▶ **INSTRUCTIONS TO FOLLOW**:
Check each line of the entries below for the word "camouflage", then report how many have it, with no other words.

▶ **SUPPLIED ENTRIES**:
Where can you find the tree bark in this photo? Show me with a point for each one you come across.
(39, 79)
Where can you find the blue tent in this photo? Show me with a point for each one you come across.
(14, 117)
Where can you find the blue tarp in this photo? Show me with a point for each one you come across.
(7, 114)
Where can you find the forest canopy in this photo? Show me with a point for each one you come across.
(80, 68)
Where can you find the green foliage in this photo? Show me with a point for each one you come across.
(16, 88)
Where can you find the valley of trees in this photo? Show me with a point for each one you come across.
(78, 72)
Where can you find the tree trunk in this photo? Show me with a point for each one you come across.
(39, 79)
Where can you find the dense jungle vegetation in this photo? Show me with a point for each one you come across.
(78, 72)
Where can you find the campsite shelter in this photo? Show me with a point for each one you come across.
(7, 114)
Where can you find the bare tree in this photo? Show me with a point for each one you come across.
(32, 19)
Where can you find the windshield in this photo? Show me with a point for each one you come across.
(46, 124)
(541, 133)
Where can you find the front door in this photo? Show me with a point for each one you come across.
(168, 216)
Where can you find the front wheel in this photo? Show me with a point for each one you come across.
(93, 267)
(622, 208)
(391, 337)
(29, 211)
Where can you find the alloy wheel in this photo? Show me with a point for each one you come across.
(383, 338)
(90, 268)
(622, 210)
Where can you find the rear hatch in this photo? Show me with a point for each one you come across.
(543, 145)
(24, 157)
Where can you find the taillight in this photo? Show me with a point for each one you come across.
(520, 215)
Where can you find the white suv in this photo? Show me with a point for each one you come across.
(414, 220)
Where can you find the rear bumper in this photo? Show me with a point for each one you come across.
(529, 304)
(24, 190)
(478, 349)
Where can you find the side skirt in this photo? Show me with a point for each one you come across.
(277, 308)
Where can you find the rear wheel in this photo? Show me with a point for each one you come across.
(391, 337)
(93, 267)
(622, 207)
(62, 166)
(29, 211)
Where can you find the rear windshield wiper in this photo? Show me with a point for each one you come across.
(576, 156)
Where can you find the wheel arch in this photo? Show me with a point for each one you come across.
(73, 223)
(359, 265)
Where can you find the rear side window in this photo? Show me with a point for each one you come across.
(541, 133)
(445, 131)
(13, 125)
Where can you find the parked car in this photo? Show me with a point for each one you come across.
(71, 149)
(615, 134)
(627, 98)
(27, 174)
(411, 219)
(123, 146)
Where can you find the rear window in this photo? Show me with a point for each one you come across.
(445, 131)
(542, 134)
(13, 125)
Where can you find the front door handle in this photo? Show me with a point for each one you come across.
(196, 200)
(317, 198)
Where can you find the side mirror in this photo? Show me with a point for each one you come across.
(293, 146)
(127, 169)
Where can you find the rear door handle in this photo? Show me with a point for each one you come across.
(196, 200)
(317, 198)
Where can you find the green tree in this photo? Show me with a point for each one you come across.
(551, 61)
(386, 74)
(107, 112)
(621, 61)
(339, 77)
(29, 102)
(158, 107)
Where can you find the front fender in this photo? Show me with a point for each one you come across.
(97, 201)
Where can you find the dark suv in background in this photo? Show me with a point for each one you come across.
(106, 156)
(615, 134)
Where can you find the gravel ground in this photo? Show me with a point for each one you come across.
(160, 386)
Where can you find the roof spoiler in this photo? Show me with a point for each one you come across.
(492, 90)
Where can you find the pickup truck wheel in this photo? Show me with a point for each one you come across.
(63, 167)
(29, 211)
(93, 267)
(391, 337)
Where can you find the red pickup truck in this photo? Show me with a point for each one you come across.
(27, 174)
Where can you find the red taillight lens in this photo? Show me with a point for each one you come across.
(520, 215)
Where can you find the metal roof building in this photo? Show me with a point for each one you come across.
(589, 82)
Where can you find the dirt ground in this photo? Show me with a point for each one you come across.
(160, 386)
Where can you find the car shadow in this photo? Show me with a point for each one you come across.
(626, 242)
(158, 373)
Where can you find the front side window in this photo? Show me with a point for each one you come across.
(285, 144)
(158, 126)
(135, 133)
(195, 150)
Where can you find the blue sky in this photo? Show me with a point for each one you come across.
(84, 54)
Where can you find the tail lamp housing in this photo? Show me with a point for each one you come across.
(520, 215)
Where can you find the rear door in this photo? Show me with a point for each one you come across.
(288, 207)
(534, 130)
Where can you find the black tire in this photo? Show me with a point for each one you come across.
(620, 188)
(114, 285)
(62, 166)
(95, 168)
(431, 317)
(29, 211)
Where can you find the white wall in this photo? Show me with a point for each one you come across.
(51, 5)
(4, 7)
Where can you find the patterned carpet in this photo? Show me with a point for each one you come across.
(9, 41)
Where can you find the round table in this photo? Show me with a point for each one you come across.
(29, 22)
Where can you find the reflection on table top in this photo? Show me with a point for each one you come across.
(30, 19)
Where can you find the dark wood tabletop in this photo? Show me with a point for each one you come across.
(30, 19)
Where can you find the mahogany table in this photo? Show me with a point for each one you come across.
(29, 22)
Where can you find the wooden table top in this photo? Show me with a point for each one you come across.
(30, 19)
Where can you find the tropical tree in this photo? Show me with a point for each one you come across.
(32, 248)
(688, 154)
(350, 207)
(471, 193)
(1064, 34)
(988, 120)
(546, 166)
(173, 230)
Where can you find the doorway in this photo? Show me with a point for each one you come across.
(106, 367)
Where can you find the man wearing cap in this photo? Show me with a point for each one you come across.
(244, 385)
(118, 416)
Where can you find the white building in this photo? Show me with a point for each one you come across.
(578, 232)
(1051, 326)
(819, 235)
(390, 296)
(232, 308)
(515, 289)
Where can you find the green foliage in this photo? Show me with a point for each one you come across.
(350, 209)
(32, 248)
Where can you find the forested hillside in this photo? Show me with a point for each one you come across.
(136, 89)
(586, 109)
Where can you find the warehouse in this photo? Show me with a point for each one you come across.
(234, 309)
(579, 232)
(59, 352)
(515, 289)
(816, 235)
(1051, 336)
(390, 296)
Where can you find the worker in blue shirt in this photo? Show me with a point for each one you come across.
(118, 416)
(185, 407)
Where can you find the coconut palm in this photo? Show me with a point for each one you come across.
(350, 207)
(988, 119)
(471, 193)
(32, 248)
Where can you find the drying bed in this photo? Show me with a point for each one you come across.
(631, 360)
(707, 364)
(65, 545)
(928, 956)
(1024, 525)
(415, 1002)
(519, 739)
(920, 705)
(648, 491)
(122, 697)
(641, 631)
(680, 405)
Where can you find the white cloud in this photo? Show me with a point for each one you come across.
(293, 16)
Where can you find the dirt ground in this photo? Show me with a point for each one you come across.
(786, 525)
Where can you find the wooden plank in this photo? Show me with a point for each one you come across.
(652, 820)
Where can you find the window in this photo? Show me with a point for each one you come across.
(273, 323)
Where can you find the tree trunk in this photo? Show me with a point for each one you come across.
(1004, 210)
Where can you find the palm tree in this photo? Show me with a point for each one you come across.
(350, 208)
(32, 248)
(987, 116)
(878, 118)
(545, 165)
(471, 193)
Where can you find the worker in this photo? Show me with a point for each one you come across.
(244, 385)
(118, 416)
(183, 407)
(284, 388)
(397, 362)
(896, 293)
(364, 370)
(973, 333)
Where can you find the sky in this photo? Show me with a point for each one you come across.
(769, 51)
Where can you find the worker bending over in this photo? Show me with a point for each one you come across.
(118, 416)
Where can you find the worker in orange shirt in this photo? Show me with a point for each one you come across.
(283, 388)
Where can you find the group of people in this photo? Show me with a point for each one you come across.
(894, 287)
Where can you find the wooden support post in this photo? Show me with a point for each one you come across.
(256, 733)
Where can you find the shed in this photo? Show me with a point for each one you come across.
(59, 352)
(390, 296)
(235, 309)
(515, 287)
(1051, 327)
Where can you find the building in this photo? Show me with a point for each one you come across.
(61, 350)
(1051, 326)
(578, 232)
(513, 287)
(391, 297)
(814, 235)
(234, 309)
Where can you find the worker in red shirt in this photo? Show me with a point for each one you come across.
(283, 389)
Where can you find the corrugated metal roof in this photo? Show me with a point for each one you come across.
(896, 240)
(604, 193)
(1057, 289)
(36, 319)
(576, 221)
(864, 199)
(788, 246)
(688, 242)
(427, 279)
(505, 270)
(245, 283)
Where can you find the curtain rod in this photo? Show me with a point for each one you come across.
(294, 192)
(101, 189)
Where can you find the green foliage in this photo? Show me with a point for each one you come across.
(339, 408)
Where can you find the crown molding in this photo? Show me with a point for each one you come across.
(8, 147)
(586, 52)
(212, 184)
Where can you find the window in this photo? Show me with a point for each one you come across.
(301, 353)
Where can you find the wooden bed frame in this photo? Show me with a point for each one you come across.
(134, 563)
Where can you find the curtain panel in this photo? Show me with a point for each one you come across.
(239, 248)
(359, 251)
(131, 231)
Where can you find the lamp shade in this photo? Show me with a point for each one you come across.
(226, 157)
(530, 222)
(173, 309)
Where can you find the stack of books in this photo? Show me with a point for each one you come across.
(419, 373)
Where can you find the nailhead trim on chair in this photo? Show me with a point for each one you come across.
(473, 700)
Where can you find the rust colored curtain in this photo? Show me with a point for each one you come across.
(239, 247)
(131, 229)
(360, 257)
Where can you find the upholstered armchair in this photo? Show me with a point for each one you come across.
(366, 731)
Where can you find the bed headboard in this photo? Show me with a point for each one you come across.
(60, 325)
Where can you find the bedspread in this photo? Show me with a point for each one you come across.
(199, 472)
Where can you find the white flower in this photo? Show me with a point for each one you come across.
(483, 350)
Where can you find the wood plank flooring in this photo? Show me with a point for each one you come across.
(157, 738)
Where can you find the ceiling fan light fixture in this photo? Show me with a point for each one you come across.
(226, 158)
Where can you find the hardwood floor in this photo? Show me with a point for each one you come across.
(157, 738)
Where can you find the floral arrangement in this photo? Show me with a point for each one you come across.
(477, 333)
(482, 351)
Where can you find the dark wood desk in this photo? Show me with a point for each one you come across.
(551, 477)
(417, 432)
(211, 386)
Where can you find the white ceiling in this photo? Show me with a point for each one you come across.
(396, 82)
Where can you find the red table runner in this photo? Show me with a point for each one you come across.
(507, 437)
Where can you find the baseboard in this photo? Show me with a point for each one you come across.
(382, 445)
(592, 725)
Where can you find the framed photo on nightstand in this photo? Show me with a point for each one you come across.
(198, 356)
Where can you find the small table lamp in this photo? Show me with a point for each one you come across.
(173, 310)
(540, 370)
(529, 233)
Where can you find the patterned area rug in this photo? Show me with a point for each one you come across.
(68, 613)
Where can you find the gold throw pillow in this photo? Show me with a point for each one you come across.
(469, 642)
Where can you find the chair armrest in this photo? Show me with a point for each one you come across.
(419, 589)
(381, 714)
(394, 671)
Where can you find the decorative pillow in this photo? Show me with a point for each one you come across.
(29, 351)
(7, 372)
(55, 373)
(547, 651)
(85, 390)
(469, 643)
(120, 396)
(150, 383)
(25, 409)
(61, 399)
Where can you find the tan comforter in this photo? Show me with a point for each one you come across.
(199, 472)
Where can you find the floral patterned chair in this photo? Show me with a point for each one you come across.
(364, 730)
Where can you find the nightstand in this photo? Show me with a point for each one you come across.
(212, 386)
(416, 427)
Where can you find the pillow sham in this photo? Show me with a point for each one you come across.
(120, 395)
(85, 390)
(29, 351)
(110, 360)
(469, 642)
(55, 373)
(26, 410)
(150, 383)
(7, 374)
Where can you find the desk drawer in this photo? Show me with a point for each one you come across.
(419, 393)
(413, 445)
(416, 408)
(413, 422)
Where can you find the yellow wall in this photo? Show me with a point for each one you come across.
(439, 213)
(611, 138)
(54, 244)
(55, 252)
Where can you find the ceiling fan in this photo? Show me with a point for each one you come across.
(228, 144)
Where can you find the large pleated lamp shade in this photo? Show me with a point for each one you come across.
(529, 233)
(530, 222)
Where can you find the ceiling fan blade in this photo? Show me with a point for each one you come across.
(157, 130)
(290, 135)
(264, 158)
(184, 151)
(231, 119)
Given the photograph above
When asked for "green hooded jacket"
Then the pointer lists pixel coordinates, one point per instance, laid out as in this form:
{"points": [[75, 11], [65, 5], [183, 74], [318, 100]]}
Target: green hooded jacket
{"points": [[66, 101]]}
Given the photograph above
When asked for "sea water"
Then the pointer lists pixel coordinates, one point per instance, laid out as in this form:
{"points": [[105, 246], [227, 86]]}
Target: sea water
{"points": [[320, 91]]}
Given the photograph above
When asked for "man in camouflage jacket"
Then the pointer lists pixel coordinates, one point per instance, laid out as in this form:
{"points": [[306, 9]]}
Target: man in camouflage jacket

▶ **YOUR RESPONSE**:
2